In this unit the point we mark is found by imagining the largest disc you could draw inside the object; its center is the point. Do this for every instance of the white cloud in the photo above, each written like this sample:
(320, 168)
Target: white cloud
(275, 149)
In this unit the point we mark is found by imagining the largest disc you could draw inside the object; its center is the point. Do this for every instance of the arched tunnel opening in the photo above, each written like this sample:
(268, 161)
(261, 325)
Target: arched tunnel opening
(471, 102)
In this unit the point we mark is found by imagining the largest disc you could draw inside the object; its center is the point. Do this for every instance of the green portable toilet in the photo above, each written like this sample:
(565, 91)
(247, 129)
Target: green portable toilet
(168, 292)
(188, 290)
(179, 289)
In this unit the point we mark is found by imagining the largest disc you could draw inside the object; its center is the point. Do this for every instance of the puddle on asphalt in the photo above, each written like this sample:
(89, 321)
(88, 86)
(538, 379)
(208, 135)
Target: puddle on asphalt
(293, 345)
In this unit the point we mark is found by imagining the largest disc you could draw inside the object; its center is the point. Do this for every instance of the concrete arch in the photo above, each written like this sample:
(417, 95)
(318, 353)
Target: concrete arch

## WHAT YOU SHOULD DO
Copy each of the items above line for line, without changing anything.

## FULL SOLUTION
In this unit the point we mark is found by imagining the largest disc you could draw inside the object; its center is the point. Do this for every instance of the white cloud in the photo above, each written like this sample:
(320, 168)
Target: white cloud
(275, 149)
In this unit the point we mark is found by imagining the largest disc you could draw inside the object; its center is the point. Do this for every instance of the arched tunnel opening in the photo above, each written like this sample:
(268, 161)
(261, 325)
Target: arched tunnel opening
(471, 102)
In this unit the point we mark is found by imagining the largest disc you could draw inside the object; its center is the point. Do this for every instance of the green portable toilet in the photo above, each written like this sample:
(565, 91)
(247, 129)
Target: green portable toilet
(168, 292)
(188, 290)
(179, 289)
In this unit the point we mark is found by imagining the largest disc you could draw inside the object; its center is the point. Do this for every instance of the puddle on asphalt in the photo above, each written like this sample:
(89, 321)
(88, 86)
(538, 379)
(208, 135)
Target: puddle on asphalt
(293, 345)
In this unit the point we mark is found by imagining the largest disc you could draw inside the object; its center is the point. Do this for every instance of the concrete arch in the photo above, each written like this sample:
(417, 95)
(318, 353)
Target: concrete arch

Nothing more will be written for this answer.